(Extract provided)
++++++

A priori measures of design optimization do not become less important within the Bayesian framework. Essentially, the planned experimental design should maximize the expected information gain obtained by updating the prior to the posterior distribution (for a formal definition based on the Shannon entropy, see Lindley 1956). For example, in case of a Bayesian t-test, researchers may assess the expected sample size required for a high a priori probability of observing a sufficiently large Bayes factor for or against the null hypothesis before collecting any data (Schönbrodt and Wagenmakers 2018).

The general idea of searching for an experimental design that maximizes the expected evidence of a study (Lindley 1956) easily transfers to the application of Bayes factors in cognitive modeling. By using the Bayes factor as the statistical criterion C in the simulation sketched in Algorithm 1, researchers can easily search for the minimum sample size or number of trials that are necessary to ensure an expected value of the Bayes factor that represents convincing evidence for or against the substantive question of interest. Simulated distributions of Bayes factors can even be useful if the data have already been collected. For instance, in a large-scale reanalysis, Heck et al. (2018b) obtained ambiguous evidence (i.e., Bayes factors close to one) when regressing dishonest behavior on several basic personality traits (e.g., Conscientiousness, Extraversion) even though the merged dataset included a large number of participants (N = 5002). To judge the possible benefits of future studies linking personality to dishonesty, the authors plotted the distribution of simulated Bayes factors as a function of sample size, thereby showing that unfeasibly large sample sizes would be required to draw any firm conclusions.1

If the focus is on Bayesian parameter estimation instead of hypothesis testing, simulation studies allow researchers to judge the expected precision of the parameter estimates of a cognitive model for a specific experimental design. As an example, the approach by Arnold et al. (2019) provides a case study of what Lee et al. referred to as a Registered Modeling Report. Arnold et al. used a well-established multinomial model of multidimensional source memory (Batchelder and Riefer 1990; Meiser 2014) to investigate whether the binding of context features is a robust phenomenon (as opposed to an aggregation artifact due to fitting traditional, complete-pooling models) and whether different types of encoding during the study phase affect the binding parameter. Before collecting any data, the authors submitted a detailed preregistration plan that specified the substantive hypotheses of interest and details of the experimental design (e.g., sample size and number of trials), but also specifics of the cognitive model (i.e., a Bayesian hierarchical multinomial model with predetermined parameter constraints and prior distributions). By using a Monte Carlo simulation similar to that in Algorithm 1 with the difference of focusing on parameter estimates instead of model selection, the authors assessed the expected precision for estimating the difference in the binding parameters across the two between-subjects conditions (Heck et al. 2018a). Thereby, the sample size and the number of trials were chosen in a way to ensure sufficiently precise parameter estimates in terms of the Bayesian credibility interval.

++++++

(Information shown)
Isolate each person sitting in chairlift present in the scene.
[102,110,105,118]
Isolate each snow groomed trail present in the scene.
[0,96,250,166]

++++++

According to the extract, how many participants did the merged dataset in the Heck et al. (2018b) reanalysis include? Rely only on the extract, not the data.

(Task response) 5002 participants (N = 5002).